TASK ITEM
Retype each record exactly.

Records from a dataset

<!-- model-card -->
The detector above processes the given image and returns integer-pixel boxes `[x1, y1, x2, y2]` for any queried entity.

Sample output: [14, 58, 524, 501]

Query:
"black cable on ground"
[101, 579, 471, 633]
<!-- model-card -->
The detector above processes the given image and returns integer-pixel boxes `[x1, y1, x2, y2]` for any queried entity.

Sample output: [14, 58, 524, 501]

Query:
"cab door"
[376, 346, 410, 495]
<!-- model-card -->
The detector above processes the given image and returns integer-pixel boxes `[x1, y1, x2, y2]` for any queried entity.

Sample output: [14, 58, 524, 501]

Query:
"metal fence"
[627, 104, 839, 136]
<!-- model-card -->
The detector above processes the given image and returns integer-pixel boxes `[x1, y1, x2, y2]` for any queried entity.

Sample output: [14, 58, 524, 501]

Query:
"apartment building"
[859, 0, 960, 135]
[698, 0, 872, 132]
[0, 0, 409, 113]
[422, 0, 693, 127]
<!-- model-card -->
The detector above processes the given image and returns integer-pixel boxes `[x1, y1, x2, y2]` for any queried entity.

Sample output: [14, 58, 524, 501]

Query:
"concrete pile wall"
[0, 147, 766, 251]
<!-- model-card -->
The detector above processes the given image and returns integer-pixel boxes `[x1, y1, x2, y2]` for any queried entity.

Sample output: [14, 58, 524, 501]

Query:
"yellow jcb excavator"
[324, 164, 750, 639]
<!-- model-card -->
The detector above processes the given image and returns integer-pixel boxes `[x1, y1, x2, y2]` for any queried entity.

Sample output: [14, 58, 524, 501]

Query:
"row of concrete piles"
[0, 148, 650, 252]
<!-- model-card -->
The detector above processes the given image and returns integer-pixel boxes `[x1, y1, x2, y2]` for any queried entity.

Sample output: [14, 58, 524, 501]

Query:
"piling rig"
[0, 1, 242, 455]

TASK ANSWER
<!-- model-card -->
The detector above processes the given image and returns integer-pixel boxes `[x1, y1, x2, y2]` for any queried entity.

Sample output: [14, 58, 524, 501]

Query:
"black cable on ground"
[101, 579, 471, 633]
<!-- model-card -->
The detector above processes the given image and returns integer-pixel boxes `[x1, y1, x2, y2]` for any queried entity.

Sample output: [14, 58, 524, 501]

Query:
"cab door"
[376, 346, 410, 495]
<!-- model-card -->
The detector above processes the given image and returns integer-pixel boxes `[x1, y1, x2, y2]` for any queried entity.

Sample output: [14, 58, 524, 501]

Query:
"metal fence"
[627, 104, 839, 136]
<!-- model-card -->
The detector above processes the given image and returns integer-pixel boxes `[x1, y1, x2, y2]` for any queried entity.

Sample output: [14, 58, 524, 501]

Query:
"apartment building"
[859, 0, 960, 135]
[698, 0, 872, 132]
[0, 0, 409, 113]
[422, 0, 693, 127]
<!-- model-card -->
The detector above processes the given image and returns integer-pixel boxes `[x1, y1, x2, y2]` for any queried entity.

Sample output: [14, 58, 524, 501]

Query:
"concrete pile wall"
[0, 147, 766, 251]
<!-- model-card -->
The detector above processes the given image and returns integer-pixel boxes `[x1, y1, x2, y2]` for any queried entity.

Sample output: [14, 58, 524, 501]

Query:
"yellow jcb excavator"
[324, 164, 750, 639]
<!-- model-card -->
The detector above processes the given image and returns integer-pixel boxes `[x1, y1, x2, y2]` for any queried entity.

Sample output: [14, 58, 524, 501]

Query:
"row of concrete piles"
[0, 148, 650, 252]
<!-- model-card -->
The detector above processes the given image and returns integer-pixel boxes `[x1, y1, x2, y2]` for any queried entity.

Sample output: [14, 58, 524, 501]

Query:
"piling rig"
[0, 1, 242, 455]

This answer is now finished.